_About this exercise_
Ignoring the images, restate the records below word for word.

_The data_
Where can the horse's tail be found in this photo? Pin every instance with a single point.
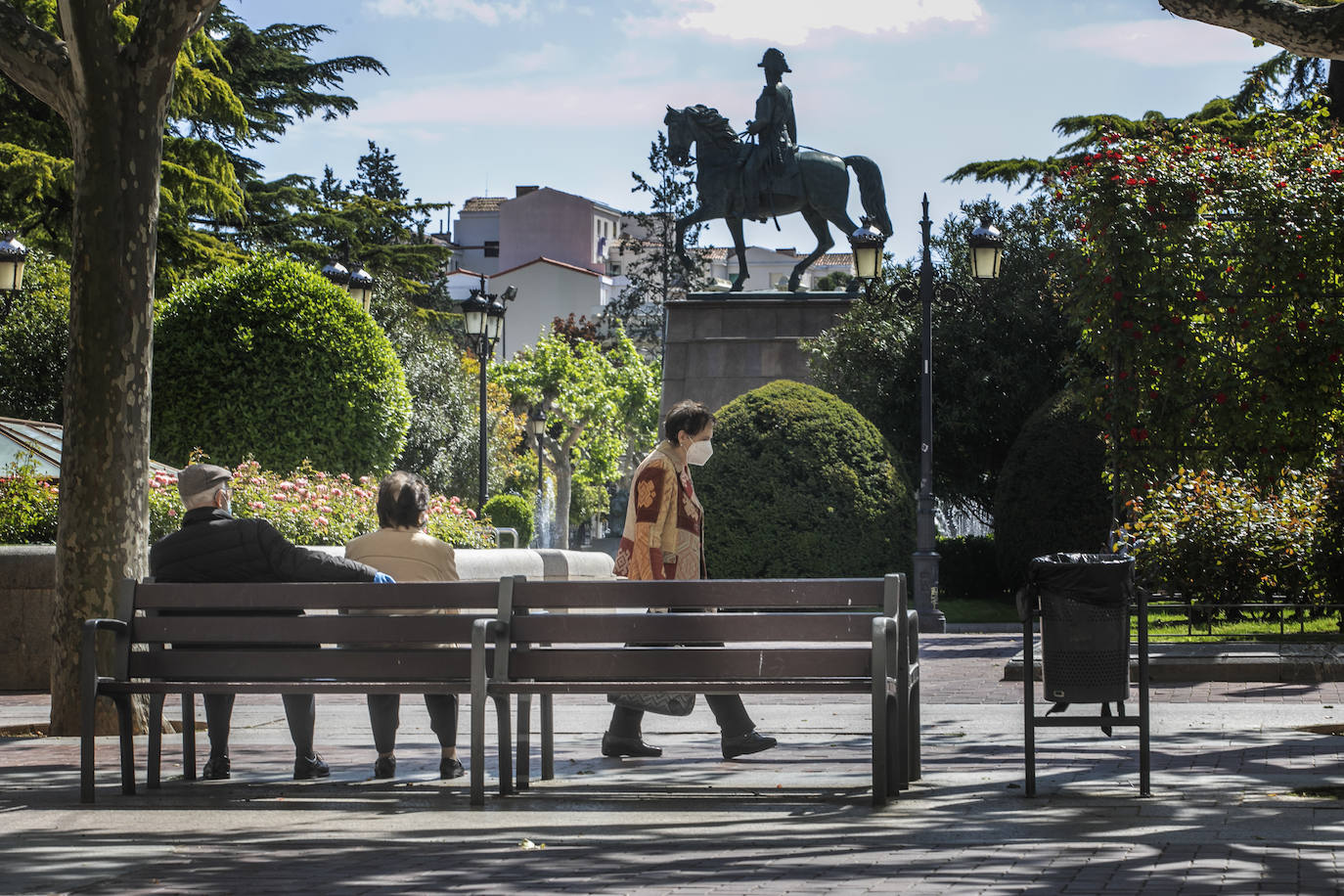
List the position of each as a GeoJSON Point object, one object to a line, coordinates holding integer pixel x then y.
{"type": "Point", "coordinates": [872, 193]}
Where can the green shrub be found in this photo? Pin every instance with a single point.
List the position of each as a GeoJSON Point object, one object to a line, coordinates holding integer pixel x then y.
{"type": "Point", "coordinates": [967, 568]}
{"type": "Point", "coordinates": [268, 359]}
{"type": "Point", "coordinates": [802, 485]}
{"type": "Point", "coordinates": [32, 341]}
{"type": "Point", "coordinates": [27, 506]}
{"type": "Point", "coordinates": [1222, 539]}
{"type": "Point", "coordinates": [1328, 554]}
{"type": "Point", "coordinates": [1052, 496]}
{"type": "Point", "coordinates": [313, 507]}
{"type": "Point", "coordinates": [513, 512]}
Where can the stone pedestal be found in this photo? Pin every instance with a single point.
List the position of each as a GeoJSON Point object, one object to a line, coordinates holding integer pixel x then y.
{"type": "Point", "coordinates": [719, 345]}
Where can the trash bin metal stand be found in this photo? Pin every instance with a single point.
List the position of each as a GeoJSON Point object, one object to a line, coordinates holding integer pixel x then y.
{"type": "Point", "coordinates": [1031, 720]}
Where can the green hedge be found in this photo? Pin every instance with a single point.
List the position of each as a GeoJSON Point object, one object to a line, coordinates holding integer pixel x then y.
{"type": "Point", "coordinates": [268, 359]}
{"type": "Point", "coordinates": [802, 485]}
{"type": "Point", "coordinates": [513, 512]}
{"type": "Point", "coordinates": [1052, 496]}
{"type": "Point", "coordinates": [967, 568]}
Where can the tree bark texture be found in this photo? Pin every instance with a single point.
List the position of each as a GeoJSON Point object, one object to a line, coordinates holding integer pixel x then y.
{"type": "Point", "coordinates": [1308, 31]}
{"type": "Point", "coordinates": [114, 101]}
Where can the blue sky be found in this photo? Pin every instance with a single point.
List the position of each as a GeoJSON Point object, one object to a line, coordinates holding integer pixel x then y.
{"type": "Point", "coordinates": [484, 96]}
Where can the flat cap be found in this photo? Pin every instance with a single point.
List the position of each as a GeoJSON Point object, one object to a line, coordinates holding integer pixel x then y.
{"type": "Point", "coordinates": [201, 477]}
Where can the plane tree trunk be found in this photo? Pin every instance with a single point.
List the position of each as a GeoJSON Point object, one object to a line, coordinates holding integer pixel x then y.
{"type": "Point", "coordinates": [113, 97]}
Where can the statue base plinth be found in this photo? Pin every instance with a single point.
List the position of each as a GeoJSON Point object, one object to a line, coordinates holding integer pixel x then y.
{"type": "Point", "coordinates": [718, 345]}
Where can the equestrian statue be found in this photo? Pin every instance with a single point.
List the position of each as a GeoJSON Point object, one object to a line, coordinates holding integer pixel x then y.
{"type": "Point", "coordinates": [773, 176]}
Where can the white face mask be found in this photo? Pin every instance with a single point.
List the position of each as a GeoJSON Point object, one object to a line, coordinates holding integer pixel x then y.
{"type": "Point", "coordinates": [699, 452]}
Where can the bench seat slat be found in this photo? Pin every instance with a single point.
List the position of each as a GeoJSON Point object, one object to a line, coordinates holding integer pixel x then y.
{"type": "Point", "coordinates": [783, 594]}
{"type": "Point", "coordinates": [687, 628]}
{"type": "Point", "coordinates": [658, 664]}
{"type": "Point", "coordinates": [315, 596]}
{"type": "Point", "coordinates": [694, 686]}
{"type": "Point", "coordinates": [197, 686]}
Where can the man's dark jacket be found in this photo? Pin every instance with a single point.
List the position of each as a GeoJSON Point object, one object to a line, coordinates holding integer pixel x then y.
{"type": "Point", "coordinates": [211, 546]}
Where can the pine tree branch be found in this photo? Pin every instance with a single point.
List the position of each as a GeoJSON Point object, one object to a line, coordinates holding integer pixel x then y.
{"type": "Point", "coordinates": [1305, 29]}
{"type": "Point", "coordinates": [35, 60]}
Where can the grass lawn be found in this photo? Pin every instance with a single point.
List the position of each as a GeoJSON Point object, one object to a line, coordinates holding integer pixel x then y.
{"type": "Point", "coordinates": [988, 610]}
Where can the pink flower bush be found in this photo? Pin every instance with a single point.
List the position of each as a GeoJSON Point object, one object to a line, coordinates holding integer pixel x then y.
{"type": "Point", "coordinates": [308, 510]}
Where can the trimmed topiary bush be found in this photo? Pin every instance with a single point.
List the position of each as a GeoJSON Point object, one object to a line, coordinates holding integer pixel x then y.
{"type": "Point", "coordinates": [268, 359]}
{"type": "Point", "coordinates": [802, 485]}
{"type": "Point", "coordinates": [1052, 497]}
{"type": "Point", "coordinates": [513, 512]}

_Response to the task_
Where can the horse's tail be found in this photo? Pin every instance with a single point.
List the position of each as a GeoJSON Point object, one object to a line, coordinates holding integer pixel x then y.
{"type": "Point", "coordinates": [872, 193]}
Where can the green shrub be found in this photo? Pin every instance with a single point.
List the position of each as a GeoJSON Point object, one object to a line, coordinates holding integer pixel x then y.
{"type": "Point", "coordinates": [967, 568]}
{"type": "Point", "coordinates": [268, 359]}
{"type": "Point", "coordinates": [802, 485]}
{"type": "Point", "coordinates": [32, 341]}
{"type": "Point", "coordinates": [27, 506]}
{"type": "Point", "coordinates": [1222, 539]}
{"type": "Point", "coordinates": [1328, 554]}
{"type": "Point", "coordinates": [1052, 496]}
{"type": "Point", "coordinates": [313, 507]}
{"type": "Point", "coordinates": [513, 512]}
Where can the stone pedestal be found in this photo? Pin every instance with a single point.
List the position of each as a GeoJSON Point object, one object to a line, coordinates holding integer pixel x then y.
{"type": "Point", "coordinates": [719, 345]}
Where can the trash bin metal stand be found in this photo? Pin every instance with a single point.
List the position of each as a GeoJSON Point object, one object to a line, coordinates holding integer pixel x then y.
{"type": "Point", "coordinates": [1031, 720]}
Where can the green hedge be found in this photo? Pin every instance with a single point.
List the position of each as a GeoJSON Point object, one object to a line, coordinates holding integer pixel x then y.
{"type": "Point", "coordinates": [268, 359]}
{"type": "Point", "coordinates": [802, 485]}
{"type": "Point", "coordinates": [513, 512]}
{"type": "Point", "coordinates": [1052, 496]}
{"type": "Point", "coordinates": [967, 568]}
Where can the tree bark texture be found in this photo? Pin every instance with a single point.
List the position of each as a GeoJSON Point object, one object to a line, coordinates holding integer pixel x then y.
{"type": "Point", "coordinates": [1308, 31]}
{"type": "Point", "coordinates": [114, 101]}
Where can the blue sky be found in this photo? Pin every instance with a single point.
List the position of each as a GeoJSON Point object, one object to a line, coordinates holding integer pixel x then y.
{"type": "Point", "coordinates": [484, 96]}
Where can the flat cap be found in this photo? Pin every instance with a single point.
List the position of each as a GeoJSON Point object, one object to a line, coordinates holding integer pixel x then y.
{"type": "Point", "coordinates": [201, 477]}
Where can the plane tree trunk be found in this photo? Pin every instance with a single point.
List the position of each as a GeoJSON Point object, one object to a line, coordinates holding integer pixel x then y.
{"type": "Point", "coordinates": [113, 97]}
Where can the statue base plinth be found in this photo? Pin every instance with a single point.
List the position of each as a GeoJSON Point object, one object to a line, coordinates holding integer pixel x then y.
{"type": "Point", "coordinates": [718, 345]}
Where can the equestrian statue be found in this photo? Pin every instance with a single point.
List the position of each as a GeoJSON Point object, one object to a line, coordinates holding integer pixel x then y.
{"type": "Point", "coordinates": [773, 176]}
Where can the white face mask be found in this photo? Pin every instance with a single point.
List the position of each as a GeoJSON Point object, one object to a line, coordinates holding integer pixel x then y.
{"type": "Point", "coordinates": [699, 452]}
Where can the bench seat slat be found in this photo? Pin every instance with a single point.
List the position of each as a GeoJSON Point object, one object to a line, coordinates holding integer pixel x then y.
{"type": "Point", "coordinates": [783, 594]}
{"type": "Point", "coordinates": [687, 628]}
{"type": "Point", "coordinates": [658, 664]}
{"type": "Point", "coordinates": [315, 596]}
{"type": "Point", "coordinates": [694, 686]}
{"type": "Point", "coordinates": [197, 686]}
Where can the man's dark jacket be found in this photo? Pin every instance with a single point.
List the position of each as a GeoJSON Point object, one object to a line, coordinates holding integer pixel x then y.
{"type": "Point", "coordinates": [211, 546]}
Where can the pine tree branch be found in this photo? Pin every instance with a single point.
List the position of each as a GeoJSON Point object, one object to a line, coordinates holding integer pixel x then y.
{"type": "Point", "coordinates": [1305, 29]}
{"type": "Point", "coordinates": [35, 60]}
Where can the grass lawn be found in this photo? Pin every instance with a single point.
List the position of each as a GeoJSON Point object, one object to a line, coordinates holding integer pixel x then y.
{"type": "Point", "coordinates": [988, 610]}
Where can the pink flower bush be found in this photo? Pin every instance with a single point.
List the position of each as a GeoJSON Point object, one object to a line, coordinates holding integer pixel x then y.
{"type": "Point", "coordinates": [308, 510]}
Where can the trimmed topiary bush be found in this photo? Pin every instance with a single point.
List the position of each as a GeoJSON Point object, one object to a line, coordinates holding integer pixel x then y.
{"type": "Point", "coordinates": [268, 359]}
{"type": "Point", "coordinates": [802, 485]}
{"type": "Point", "coordinates": [1052, 497]}
{"type": "Point", "coordinates": [513, 512]}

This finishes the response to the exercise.